- [Document segment]:
■ ■ ■ ■ ■ ■ ■

Protesters demand better access to public healthcare in Setúbal

Tuesday, 21 April 2026AI summary
Protesters demand better access to public healthcare in Setúbal
Photo: Correio da Manhã

Dozens of citizens gathered in Setúbal for a public forum organized by the Portuguese Communist Party (Partido Comunista Português or PCP) to demand more doctors and improved services within the National Health Service (Serviço Nacional de Saúde or SNS). Participants criticized the current state of digital infrastructure, noting that the SNS24 app often acts as a barrier to care rather than a solution. The PCP accused the government of neglecting public health facilities while failing to address the shortage of family doctors.

Context & Explainers

PCP (Partido Comunista Português)

The Portuguese Communist Party (PCP or Partido Comunista Português) is a Marxist‑Leninist party founded in 1921 out of the revolutionary trade‑union and anarcho‑syndicalist movement, becoming the Portuguese section of the Comintern in 1923. Banned after the 1926 coup, it went underground and became a central force of resistance to the Estado Novo dictatorship, organizing clandestine unions, anti‑fascist struggle and supporting the colonial liberation movements. After the 1974 Carnation Revolution, the PCP was pivotal in land reform, nationalisations and embedding social rights in the 1976 Constitution, especially in the Alentejo and Setúbal regions where it has long been very strong.

■ ■ ■ ■ ■ ■ ■

- [Information shown]:

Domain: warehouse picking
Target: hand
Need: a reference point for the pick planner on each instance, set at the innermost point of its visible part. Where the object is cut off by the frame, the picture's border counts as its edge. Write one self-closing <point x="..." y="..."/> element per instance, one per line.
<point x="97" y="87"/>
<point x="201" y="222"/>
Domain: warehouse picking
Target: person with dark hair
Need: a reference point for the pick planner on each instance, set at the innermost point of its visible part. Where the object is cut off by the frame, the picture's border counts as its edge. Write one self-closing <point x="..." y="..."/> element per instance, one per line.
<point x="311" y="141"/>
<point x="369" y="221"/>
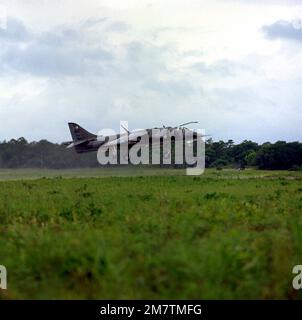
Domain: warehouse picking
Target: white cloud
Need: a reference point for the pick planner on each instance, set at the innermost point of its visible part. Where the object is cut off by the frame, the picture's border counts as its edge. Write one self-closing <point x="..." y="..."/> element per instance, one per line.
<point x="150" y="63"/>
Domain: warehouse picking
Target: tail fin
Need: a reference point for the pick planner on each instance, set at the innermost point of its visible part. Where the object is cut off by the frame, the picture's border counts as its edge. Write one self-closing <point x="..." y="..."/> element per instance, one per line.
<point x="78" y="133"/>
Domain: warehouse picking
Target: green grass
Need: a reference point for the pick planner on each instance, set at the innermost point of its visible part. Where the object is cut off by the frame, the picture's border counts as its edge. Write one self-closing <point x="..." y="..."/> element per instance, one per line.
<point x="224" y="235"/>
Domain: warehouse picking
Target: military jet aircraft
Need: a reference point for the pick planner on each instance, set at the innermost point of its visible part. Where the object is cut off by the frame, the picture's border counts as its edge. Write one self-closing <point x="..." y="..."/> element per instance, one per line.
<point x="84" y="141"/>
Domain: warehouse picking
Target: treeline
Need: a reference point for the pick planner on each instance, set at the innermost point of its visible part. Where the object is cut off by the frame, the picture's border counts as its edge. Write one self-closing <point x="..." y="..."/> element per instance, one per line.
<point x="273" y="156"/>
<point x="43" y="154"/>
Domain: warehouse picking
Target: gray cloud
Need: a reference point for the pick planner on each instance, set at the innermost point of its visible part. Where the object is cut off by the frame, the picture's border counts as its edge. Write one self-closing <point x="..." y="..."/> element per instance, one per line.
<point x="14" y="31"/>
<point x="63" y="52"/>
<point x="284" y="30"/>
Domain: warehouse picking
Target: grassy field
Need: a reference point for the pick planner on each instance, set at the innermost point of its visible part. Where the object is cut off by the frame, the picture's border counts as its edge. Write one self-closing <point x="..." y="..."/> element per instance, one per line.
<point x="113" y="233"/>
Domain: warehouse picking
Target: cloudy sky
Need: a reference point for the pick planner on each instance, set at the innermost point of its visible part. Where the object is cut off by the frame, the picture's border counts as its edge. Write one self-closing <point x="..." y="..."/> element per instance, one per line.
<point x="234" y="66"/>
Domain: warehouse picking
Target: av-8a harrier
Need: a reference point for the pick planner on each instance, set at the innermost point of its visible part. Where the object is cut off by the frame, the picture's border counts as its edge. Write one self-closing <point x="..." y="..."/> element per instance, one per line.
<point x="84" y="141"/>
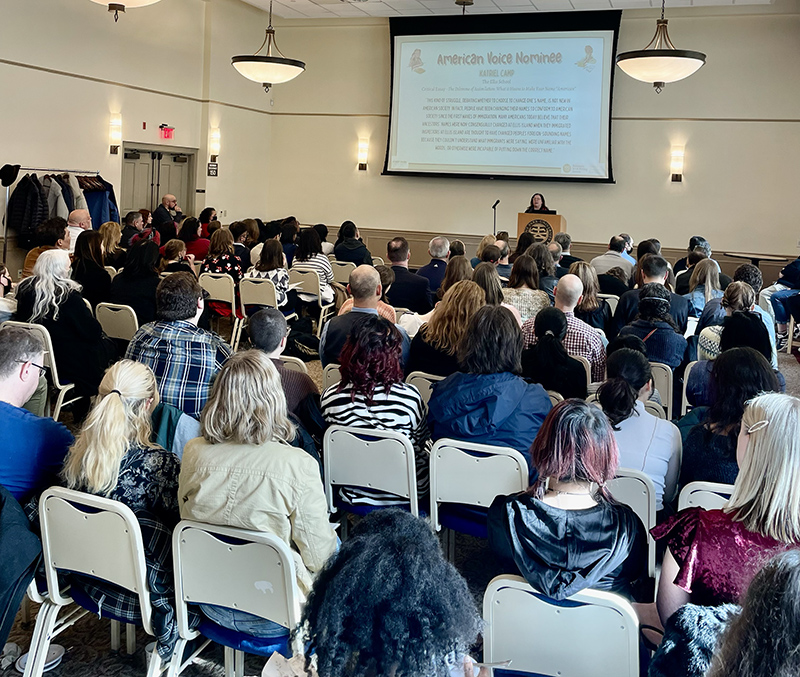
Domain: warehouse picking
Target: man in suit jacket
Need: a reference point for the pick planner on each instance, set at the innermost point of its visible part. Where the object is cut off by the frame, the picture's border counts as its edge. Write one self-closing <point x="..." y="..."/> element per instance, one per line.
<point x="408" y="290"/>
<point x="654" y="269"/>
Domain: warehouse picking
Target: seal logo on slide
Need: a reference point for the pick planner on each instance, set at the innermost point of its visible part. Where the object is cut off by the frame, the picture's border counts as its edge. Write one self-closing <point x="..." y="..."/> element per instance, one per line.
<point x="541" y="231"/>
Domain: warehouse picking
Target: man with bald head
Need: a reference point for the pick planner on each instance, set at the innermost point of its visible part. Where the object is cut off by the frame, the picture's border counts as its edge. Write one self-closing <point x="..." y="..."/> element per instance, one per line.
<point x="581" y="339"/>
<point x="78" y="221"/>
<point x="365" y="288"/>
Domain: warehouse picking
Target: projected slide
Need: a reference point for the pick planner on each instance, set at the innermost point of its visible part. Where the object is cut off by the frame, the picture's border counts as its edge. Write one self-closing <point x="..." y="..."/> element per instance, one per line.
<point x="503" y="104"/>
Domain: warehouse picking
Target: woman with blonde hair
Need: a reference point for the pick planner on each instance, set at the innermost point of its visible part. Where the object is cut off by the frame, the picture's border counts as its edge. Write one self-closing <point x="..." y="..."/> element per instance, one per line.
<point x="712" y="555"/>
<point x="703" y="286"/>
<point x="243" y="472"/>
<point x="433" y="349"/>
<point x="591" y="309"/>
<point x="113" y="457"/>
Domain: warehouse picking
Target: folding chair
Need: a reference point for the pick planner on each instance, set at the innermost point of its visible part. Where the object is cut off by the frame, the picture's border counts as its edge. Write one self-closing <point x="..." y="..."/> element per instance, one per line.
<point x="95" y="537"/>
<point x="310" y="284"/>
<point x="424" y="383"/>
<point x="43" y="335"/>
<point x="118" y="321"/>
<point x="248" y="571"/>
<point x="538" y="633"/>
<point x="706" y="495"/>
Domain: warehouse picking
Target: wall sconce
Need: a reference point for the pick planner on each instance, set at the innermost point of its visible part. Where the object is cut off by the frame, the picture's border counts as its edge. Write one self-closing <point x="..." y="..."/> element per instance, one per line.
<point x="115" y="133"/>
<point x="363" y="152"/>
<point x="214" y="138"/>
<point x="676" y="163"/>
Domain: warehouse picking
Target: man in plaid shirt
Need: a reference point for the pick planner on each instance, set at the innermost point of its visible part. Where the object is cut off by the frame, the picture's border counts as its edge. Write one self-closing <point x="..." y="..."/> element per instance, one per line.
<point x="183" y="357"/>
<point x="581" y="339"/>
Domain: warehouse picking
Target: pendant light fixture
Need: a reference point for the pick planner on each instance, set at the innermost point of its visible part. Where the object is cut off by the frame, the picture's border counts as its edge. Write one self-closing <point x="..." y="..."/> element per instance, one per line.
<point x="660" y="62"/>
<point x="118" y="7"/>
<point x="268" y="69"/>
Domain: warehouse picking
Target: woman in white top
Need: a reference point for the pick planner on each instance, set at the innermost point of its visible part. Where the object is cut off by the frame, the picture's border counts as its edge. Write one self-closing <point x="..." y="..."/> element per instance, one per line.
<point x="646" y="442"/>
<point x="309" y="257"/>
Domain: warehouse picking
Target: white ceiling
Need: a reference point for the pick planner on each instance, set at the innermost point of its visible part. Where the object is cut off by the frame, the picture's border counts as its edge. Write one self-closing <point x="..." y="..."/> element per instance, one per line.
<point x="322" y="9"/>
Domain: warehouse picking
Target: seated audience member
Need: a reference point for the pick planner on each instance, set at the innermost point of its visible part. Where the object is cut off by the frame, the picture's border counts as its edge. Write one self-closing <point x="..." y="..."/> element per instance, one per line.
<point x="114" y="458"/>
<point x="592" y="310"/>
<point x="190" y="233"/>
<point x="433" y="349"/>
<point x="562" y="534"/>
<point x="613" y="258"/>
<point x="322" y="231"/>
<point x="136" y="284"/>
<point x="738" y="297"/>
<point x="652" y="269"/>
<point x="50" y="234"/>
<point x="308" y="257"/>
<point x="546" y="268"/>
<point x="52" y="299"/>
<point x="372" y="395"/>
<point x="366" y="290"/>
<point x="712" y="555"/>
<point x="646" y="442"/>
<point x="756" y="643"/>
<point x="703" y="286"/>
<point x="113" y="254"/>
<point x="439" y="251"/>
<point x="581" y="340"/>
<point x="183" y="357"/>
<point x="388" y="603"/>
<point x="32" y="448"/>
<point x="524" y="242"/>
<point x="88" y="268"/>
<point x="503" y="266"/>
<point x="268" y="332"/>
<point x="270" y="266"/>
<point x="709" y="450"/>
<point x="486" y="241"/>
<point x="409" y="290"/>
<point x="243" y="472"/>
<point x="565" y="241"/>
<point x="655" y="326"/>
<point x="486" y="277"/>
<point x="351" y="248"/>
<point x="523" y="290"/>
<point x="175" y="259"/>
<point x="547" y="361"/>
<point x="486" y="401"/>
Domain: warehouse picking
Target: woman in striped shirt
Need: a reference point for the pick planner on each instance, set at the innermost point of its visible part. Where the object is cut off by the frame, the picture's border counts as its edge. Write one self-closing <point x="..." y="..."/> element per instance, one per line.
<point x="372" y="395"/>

■ ■ ■ ■ ■ ■ ■

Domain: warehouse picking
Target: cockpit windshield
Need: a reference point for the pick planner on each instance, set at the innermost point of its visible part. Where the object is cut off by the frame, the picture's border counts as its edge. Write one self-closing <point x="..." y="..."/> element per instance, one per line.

■ ■ ■ ■ ■ ■ ■

- [Work task]: Continue the news page about the Setúbal healthcare protest, starting after its final sentence on the PCP.

- [Exercise answer]:
Today the PCP is a smaller but still influential party rooted in the CGTP trade‑union confederation and local government, holding a handful of Assembly seats and one MEP in the Left group. It advocates a “patriotic and left‑wing alternative”: defence of workers’ rights, public services and national sovereignty, strong criticism of EU and NATO constraints, and support for socialist countries and anti‑imperialist causes.

Family medicine (Medicina Geral e Familiar) is the medical specialty that provides continuous primary care through family doctors who manage common illnesses, chronic diseases and preventive care. In Portugal these specialists are the backbone of the SNS (Serviço Nacional de Saúde); the story notes 57 doctors finished the specialty and 38 stayed in the NHS, giving family doctors to about 77,500 patients.